_Instructions for the task_
Count the lines in the data below that contain the string "white", with case counting, and give only that number.

___ Data extract

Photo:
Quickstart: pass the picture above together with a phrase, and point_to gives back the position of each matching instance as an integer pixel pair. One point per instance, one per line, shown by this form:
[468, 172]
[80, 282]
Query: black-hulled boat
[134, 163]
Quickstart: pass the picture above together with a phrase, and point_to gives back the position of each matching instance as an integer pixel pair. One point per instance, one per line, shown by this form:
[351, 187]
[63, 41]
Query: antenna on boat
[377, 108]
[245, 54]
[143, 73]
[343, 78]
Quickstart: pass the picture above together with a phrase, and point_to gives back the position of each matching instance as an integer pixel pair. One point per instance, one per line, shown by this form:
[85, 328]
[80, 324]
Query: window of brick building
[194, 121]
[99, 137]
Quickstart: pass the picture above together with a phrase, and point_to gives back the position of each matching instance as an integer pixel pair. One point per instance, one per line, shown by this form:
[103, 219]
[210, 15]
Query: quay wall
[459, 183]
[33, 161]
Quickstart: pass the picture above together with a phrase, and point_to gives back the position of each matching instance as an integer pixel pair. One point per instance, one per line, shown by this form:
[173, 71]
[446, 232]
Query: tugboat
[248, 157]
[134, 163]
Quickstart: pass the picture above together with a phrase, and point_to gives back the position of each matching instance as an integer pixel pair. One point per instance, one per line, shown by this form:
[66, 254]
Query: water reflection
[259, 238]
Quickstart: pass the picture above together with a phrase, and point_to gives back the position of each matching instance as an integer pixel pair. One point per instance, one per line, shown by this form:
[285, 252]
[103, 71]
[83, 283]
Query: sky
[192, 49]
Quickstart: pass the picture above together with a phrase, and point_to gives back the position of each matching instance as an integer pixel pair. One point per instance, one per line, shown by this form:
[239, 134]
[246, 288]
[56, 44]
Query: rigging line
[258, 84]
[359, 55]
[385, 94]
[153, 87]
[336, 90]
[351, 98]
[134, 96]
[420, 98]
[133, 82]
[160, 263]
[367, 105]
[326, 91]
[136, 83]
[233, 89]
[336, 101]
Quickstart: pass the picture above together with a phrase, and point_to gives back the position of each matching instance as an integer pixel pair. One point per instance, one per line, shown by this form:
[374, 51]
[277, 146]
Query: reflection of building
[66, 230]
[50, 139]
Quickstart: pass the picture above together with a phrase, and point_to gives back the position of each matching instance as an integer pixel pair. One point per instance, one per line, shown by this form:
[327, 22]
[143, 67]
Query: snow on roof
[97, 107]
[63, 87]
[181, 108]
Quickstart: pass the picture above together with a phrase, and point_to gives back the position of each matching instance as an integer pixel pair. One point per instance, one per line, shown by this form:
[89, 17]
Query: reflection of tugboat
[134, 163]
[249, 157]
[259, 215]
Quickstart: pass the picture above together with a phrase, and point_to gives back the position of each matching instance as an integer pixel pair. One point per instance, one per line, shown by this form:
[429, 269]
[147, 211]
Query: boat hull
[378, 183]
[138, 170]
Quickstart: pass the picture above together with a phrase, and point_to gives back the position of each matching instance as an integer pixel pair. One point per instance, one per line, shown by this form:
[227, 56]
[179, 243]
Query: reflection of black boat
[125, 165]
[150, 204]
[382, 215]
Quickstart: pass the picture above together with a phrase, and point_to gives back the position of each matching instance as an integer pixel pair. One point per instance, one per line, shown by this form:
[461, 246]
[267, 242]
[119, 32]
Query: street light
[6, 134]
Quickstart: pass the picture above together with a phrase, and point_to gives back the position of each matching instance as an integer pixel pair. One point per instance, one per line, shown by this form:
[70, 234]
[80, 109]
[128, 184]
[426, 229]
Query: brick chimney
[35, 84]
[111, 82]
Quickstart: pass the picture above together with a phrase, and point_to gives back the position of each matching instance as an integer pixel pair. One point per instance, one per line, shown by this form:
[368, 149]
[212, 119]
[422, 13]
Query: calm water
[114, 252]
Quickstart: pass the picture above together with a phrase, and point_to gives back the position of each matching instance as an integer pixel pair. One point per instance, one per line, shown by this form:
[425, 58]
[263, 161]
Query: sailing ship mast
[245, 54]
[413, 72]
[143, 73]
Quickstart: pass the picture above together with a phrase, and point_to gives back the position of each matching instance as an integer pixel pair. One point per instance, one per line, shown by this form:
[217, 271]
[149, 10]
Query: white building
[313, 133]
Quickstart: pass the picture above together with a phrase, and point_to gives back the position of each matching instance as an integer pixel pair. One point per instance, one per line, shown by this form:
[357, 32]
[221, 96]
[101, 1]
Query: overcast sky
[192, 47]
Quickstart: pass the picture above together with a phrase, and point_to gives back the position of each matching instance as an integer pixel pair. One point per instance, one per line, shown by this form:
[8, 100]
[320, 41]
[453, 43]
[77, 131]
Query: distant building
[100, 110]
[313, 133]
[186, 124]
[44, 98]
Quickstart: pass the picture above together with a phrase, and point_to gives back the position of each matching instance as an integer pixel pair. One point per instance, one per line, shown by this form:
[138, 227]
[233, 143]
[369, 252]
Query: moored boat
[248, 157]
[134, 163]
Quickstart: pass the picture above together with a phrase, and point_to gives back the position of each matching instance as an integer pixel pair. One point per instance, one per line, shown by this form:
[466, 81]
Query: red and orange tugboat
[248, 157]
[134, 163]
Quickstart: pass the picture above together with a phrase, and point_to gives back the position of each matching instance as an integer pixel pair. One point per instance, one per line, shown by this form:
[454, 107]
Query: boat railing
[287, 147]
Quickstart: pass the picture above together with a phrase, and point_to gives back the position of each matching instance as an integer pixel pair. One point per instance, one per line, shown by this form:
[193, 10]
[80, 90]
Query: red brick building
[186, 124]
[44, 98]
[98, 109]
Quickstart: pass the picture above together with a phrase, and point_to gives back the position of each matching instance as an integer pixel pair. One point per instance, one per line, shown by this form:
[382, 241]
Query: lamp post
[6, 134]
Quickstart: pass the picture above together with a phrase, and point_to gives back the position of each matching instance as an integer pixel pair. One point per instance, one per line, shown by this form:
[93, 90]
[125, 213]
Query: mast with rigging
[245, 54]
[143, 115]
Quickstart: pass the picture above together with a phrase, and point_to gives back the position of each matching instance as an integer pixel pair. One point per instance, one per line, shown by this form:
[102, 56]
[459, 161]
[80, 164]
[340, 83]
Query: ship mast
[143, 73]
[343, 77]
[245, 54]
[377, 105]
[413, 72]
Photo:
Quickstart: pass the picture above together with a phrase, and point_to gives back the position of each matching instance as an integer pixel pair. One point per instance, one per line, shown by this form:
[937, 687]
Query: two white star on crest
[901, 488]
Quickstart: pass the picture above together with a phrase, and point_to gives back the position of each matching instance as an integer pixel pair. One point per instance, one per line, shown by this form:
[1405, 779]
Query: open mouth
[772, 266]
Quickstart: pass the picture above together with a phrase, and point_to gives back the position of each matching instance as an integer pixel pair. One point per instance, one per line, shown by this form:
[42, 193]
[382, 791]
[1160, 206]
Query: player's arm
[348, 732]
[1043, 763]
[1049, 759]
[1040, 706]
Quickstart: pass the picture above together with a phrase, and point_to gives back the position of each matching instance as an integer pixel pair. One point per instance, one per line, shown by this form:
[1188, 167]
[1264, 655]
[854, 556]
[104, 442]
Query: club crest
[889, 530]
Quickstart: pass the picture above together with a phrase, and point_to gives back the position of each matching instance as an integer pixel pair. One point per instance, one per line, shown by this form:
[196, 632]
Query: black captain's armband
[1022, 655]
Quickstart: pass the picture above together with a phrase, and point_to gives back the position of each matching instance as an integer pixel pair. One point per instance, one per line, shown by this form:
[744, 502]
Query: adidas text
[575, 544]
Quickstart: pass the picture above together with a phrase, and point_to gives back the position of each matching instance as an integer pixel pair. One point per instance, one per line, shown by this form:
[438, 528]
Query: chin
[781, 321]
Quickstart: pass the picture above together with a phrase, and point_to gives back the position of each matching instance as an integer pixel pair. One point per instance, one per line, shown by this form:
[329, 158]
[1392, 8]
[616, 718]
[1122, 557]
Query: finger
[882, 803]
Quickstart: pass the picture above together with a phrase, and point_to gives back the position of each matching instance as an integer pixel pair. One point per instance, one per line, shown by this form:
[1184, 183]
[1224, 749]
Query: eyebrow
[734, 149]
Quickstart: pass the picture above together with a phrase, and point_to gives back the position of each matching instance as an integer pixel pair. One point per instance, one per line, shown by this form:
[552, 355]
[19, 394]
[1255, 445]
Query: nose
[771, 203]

______

_Reply_
2